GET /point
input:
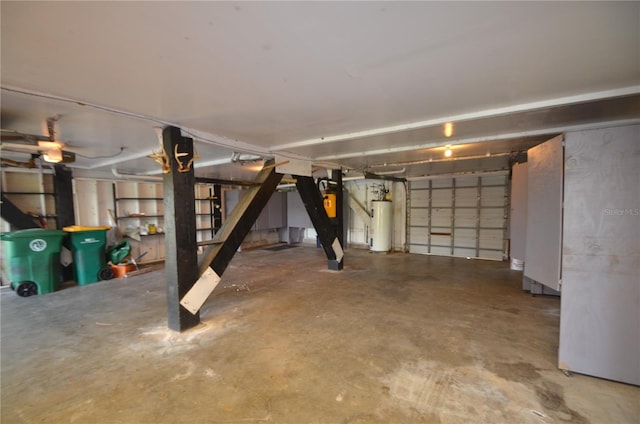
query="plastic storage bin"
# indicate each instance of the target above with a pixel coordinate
(88, 248)
(32, 260)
━━━━━━
Exercise requirements |
Print every line of the records above without any changes, leaving out the pictures.

In response |
GET /point
input:
query="plastic storage bin"
# indicate each instance of the target above with a pixel coordinate
(88, 248)
(32, 260)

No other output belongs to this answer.